══ TASK INPUT ══

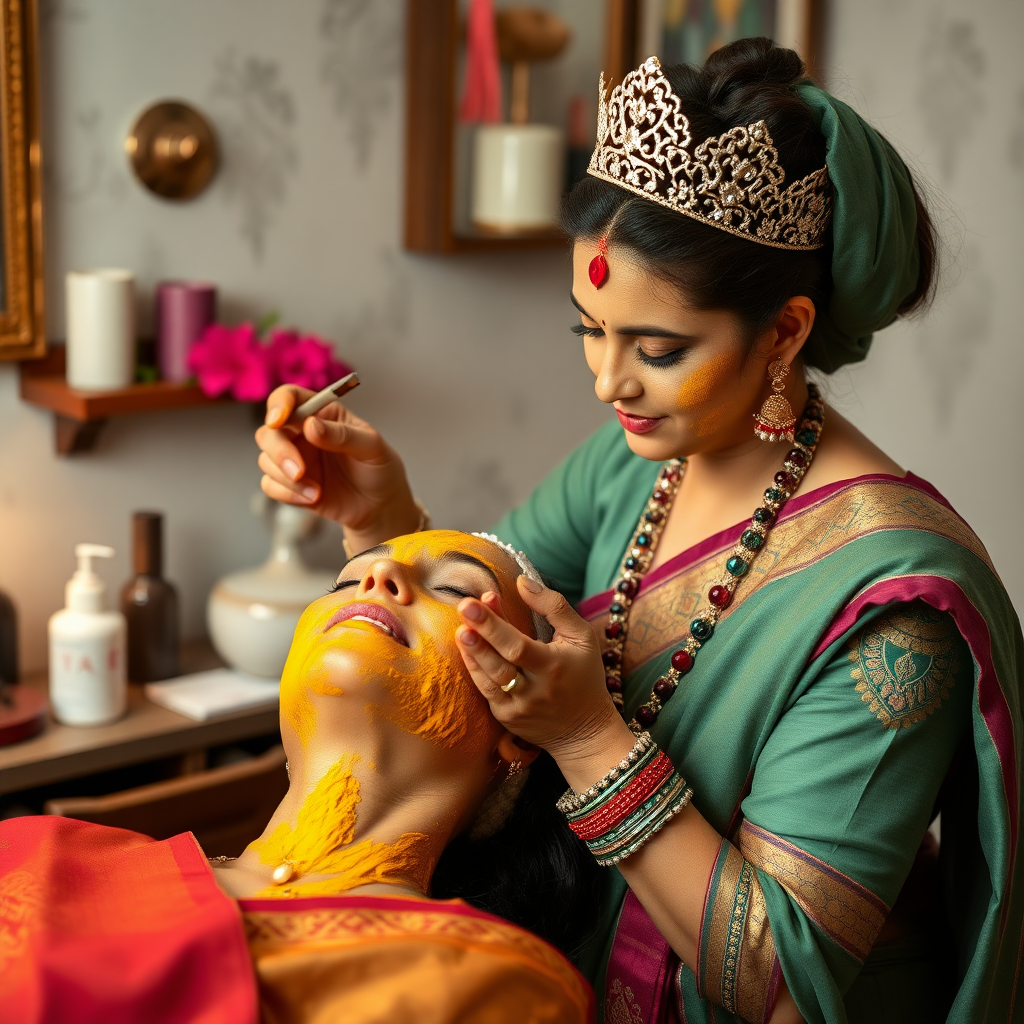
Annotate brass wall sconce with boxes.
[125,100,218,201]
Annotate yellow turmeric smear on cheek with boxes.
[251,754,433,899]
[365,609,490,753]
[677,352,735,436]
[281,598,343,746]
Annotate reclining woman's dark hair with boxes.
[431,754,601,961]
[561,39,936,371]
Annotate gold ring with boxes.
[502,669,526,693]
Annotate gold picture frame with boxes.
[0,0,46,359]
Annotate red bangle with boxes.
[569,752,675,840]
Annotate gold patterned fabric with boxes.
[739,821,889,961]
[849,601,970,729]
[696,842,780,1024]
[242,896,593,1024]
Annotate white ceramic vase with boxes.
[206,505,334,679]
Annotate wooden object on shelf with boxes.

═══

## WHAT THIS TASK INVOLVES
Rescale the records above: restate every line, text lines included, with each bounding-box coordinate multiplied by 0.2 and rounded to the nearest whole number, halves rounding up. Leave out the picture lines.

## REPLY TO THE EXERCISE
Annotate brass wall sconce with boxes.
[25,20,44,40]
Annotate yellow turmeric smear on cheek with boxes.
[50,151,87,180]
[73,122,98,151]
[135,70,147,87]
[56,120,69,149]
Annotate reclining woman's dark hair with boxes.
[86,151,120,192]
[112,8,187,74]
Annotate gold ring with boxes.
[100,134,105,139]
Annotate gold picture frame with boxes.
[0,0,9,72]
Annotate red bangle with boxes.
[114,150,135,168]
Annotate gold patterned fabric with boxes.
[148,164,178,192]
[170,120,194,146]
[139,168,156,205]
[48,179,119,205]
Annotate white ceramic vase with boxes.
[41,101,67,136]
Annotate wooden object on shelf with boxes.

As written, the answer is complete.